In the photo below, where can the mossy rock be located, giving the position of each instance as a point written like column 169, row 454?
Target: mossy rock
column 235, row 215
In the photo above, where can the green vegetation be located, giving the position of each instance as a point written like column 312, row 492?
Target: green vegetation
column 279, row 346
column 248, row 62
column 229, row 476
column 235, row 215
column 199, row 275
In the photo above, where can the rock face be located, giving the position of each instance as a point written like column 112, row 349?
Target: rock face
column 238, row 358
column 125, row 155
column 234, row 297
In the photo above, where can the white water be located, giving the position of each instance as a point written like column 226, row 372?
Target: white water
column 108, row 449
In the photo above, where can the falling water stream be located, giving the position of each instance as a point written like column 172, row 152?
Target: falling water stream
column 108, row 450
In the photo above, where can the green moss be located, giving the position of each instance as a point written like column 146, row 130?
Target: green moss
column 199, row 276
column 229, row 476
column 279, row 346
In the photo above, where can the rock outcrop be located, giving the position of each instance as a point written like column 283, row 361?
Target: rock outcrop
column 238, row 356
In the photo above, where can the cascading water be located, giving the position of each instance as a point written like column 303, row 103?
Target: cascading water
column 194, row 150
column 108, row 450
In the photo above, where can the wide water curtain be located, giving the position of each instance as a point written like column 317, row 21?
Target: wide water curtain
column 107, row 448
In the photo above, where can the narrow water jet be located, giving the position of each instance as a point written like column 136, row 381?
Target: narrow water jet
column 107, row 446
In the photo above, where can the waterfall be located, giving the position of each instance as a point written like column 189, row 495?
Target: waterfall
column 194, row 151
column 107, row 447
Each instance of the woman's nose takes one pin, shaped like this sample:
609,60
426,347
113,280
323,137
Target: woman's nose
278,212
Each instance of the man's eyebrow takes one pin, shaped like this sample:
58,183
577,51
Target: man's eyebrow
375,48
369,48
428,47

....................

Reproduce, word for word, every line of the listing from the line containing "In the photo above, where can the waterfall" through the final line of the listing, both ends included.

The solution =
In the photo above, where can the waterfall be located, giving the position of each instance as a point written like column 189, row 495?
Target: waterfall
column 194, row 151
column 107, row 447
Each instance of the woman's nose takes one pin, shaped like this sample:
609,60
426,347
113,280
323,137
Target: woman's nose
278,212
Each instance of the man's eyebrow takes one pin, shaped like this sample:
58,183
577,51
Target: man's eyebrow
375,48
369,48
428,47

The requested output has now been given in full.